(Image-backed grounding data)
════════════════

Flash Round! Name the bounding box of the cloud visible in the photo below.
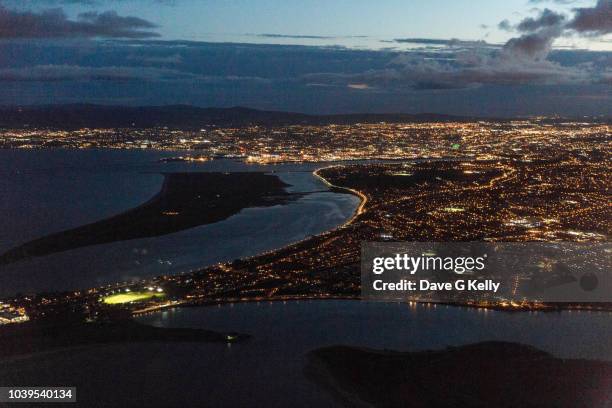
[516,8,566,32]
[0,64,273,84]
[498,8,566,33]
[301,2,612,92]
[303,50,592,91]
[502,27,563,60]
[498,19,514,31]
[567,0,612,35]
[255,33,337,40]
[304,6,595,90]
[0,65,192,81]
[37,0,100,4]
[127,53,183,65]
[0,7,160,38]
[501,1,611,36]
[499,2,611,60]
[0,40,607,116]
[393,38,494,47]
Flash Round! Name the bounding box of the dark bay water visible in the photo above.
[0,149,359,296]
[1,301,610,407]
[1,149,610,407]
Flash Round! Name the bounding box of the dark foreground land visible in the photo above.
[0,172,294,265]
[306,342,612,408]
[0,319,248,359]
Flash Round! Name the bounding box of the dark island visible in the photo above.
[0,319,249,359]
[0,172,295,265]
[306,342,612,408]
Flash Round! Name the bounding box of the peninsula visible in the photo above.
[0,172,294,265]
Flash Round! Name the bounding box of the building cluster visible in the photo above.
[0,302,29,325]
[1,119,610,321]
[1,121,609,165]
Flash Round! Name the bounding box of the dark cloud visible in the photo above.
[568,0,612,35]
[498,19,513,31]
[501,1,611,36]
[393,38,493,47]
[127,53,183,65]
[498,1,610,62]
[302,49,591,91]
[302,5,596,91]
[0,63,273,84]
[0,64,194,81]
[255,33,337,40]
[516,9,566,32]
[302,3,607,92]
[39,0,100,4]
[502,27,562,60]
[498,9,567,33]
[0,7,160,38]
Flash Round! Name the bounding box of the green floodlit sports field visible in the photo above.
[102,291,164,305]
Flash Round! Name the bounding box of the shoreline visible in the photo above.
[133,296,612,320]
[190,165,365,266]
[312,165,368,228]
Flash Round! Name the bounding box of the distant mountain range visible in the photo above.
[0,104,605,128]
[0,104,481,128]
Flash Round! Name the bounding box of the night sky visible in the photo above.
[0,0,610,116]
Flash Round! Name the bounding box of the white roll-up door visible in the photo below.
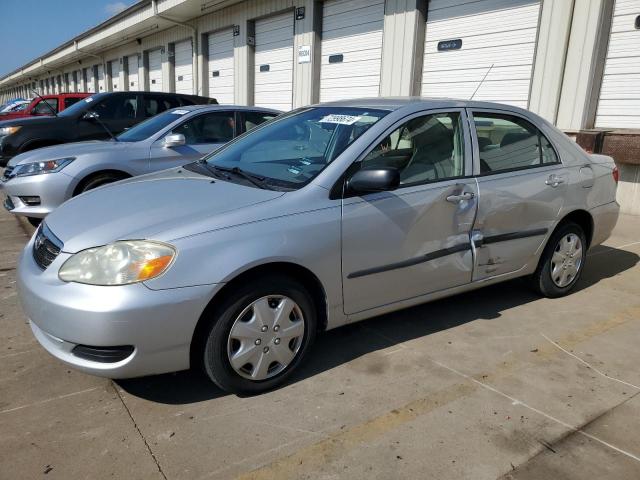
[174,39,193,94]
[319,0,385,103]
[422,0,541,108]
[148,49,163,92]
[254,12,294,110]
[595,0,640,128]
[110,60,121,91]
[84,68,94,93]
[97,64,106,92]
[127,55,139,90]
[208,28,235,104]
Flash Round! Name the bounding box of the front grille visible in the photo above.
[32,224,62,270]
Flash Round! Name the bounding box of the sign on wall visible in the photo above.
[298,45,311,64]
[437,39,462,51]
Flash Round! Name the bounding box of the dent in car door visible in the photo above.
[470,110,568,281]
[341,109,477,314]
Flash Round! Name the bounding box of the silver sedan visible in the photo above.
[1,105,279,224]
[17,98,620,394]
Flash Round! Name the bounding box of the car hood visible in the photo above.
[7,140,116,165]
[7,140,125,166]
[44,167,285,253]
[0,115,63,127]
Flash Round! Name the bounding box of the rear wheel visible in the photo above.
[201,275,317,394]
[531,222,586,298]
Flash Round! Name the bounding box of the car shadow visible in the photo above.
[116,246,639,404]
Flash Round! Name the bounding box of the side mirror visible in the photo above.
[348,167,400,194]
[82,111,99,121]
[163,133,186,148]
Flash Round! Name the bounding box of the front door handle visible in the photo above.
[446,192,475,203]
[545,175,565,187]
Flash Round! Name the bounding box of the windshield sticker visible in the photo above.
[171,109,189,115]
[319,114,362,125]
[84,97,93,103]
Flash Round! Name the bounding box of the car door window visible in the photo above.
[243,111,277,132]
[93,95,138,119]
[143,95,180,117]
[172,111,235,144]
[360,112,465,185]
[473,113,559,174]
[32,99,58,115]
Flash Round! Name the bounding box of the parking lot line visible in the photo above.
[541,333,640,391]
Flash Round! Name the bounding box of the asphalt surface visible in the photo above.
[1,200,639,479]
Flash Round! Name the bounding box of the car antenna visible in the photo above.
[30,89,58,117]
[470,64,494,101]
[88,111,119,142]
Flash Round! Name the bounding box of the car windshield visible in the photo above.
[58,95,99,117]
[116,110,184,142]
[203,107,388,189]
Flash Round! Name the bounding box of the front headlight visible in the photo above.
[0,126,21,136]
[58,240,176,286]
[13,157,75,177]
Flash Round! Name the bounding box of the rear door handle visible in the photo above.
[545,175,565,187]
[446,192,475,203]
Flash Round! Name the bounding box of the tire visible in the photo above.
[27,217,42,227]
[531,222,587,298]
[78,173,126,194]
[202,275,317,394]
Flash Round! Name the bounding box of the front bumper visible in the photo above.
[0,171,76,218]
[17,234,220,378]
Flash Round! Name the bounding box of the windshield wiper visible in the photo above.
[214,165,272,190]
[199,162,232,181]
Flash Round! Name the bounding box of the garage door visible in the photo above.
[595,0,640,128]
[148,49,163,92]
[174,39,193,94]
[110,60,121,91]
[97,64,106,92]
[422,0,541,108]
[319,0,385,102]
[84,68,94,93]
[208,28,235,104]
[254,12,294,110]
[127,55,139,90]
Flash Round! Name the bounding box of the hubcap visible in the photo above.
[550,233,583,288]
[227,295,305,381]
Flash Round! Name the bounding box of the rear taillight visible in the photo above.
[612,166,619,184]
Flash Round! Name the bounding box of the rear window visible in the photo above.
[64,97,83,109]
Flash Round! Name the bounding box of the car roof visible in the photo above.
[317,97,533,115]
[176,104,281,114]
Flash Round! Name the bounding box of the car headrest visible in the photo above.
[501,132,533,148]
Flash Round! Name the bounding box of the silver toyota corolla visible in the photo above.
[17,98,620,394]
[0,105,279,224]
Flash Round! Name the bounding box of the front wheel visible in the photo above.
[531,222,587,298]
[78,173,127,194]
[202,275,317,394]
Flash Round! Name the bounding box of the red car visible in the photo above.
[0,93,91,120]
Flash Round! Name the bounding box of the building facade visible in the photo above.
[1,0,639,212]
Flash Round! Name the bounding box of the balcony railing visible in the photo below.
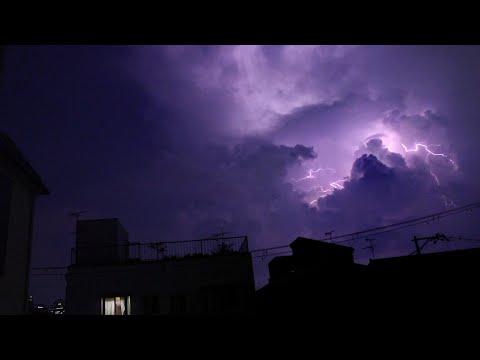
[71,236,249,266]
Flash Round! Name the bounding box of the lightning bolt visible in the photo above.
[402,142,460,208]
[309,193,330,206]
[430,171,440,186]
[314,185,332,194]
[304,177,350,207]
[291,167,336,182]
[401,143,448,158]
[300,140,458,209]
[308,185,337,205]
[401,141,456,182]
[330,178,348,190]
[291,165,350,208]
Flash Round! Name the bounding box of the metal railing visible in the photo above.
[71,236,249,266]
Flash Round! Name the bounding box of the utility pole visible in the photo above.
[413,236,421,255]
[69,210,87,222]
[411,233,449,255]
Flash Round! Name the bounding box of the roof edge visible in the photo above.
[0,131,49,195]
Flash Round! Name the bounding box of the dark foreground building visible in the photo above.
[367,247,480,308]
[256,237,367,314]
[66,218,255,315]
[0,132,49,314]
[256,237,480,315]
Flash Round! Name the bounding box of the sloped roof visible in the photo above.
[0,131,49,195]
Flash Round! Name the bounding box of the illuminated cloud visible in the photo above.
[122,45,480,287]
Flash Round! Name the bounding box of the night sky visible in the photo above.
[2,45,480,304]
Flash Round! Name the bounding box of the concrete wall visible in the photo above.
[75,219,129,265]
[0,179,35,314]
[66,253,255,315]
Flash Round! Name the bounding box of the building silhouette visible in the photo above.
[0,132,49,314]
[367,247,480,307]
[256,237,367,314]
[0,46,5,84]
[256,236,480,315]
[65,218,255,315]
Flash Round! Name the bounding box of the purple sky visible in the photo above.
[2,45,480,304]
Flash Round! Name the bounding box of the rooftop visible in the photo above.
[0,131,49,195]
[290,236,354,253]
[368,246,480,268]
[71,235,250,266]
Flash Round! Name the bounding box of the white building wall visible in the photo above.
[0,181,35,314]
[66,254,255,315]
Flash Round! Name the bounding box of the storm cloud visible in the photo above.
[125,45,480,280]
[4,45,480,301]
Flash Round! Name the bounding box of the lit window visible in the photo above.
[101,296,131,315]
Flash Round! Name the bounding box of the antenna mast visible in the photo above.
[363,238,376,259]
[325,230,335,243]
[69,210,87,237]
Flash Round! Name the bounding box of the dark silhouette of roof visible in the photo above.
[257,237,480,316]
[290,236,354,254]
[77,218,120,223]
[289,236,354,265]
[368,246,480,269]
[0,46,5,82]
[0,131,49,195]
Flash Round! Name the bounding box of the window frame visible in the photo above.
[100,295,131,315]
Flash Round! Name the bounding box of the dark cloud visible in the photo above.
[355,138,407,169]
[3,45,480,302]
[160,139,316,242]
[315,152,439,224]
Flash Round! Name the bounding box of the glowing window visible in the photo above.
[101,296,131,315]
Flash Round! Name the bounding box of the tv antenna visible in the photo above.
[69,210,87,221]
[210,220,231,238]
[362,238,376,259]
[210,231,232,239]
[69,210,87,236]
[325,230,335,243]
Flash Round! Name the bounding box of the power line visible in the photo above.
[335,208,470,244]
[30,201,480,271]
[249,200,480,252]
[250,244,291,253]
[446,236,480,243]
[326,201,480,244]
[252,250,293,259]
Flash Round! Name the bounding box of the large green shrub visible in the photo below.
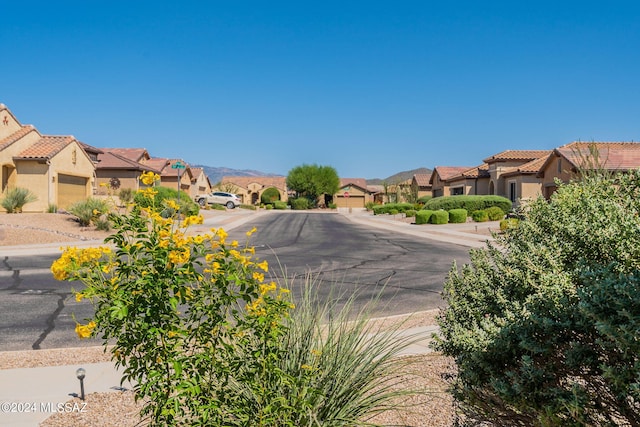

════════════════

**Aim of the task**. Write out exactly the lines from the one containing "Flash Round! Name the bounding box of the window" through the end of the entries, both included. Pictures are not copied.

**Answer to the problem**.
Flash Round! Name the bounding box of the window frame visible in the photo above.
[100,295,131,315]
Flash Round! Name the bounding box of the dark cloud visible in the photo above.
[355,138,407,169]
[3,45,480,302]
[160,139,316,242]
[315,152,439,224]
Flash Round! Name the bounding box of the glowing window visible in the photo above.
[101,296,131,315]
Flash Round! Name the bounding box of the tv antenna visible in the photo above.
[69,210,87,221]
[210,220,231,238]
[362,238,376,259]
[210,231,232,239]
[69,210,87,236]
[325,230,335,243]
Flash Round! Name the bounding box of the power line visible in the photo above.
[335,208,470,244]
[30,201,480,271]
[249,200,480,252]
[250,244,291,253]
[446,236,480,243]
[326,201,480,244]
[252,250,293,259]
Flash Round! Name the bounding box of the large green shrub visible in the photo below.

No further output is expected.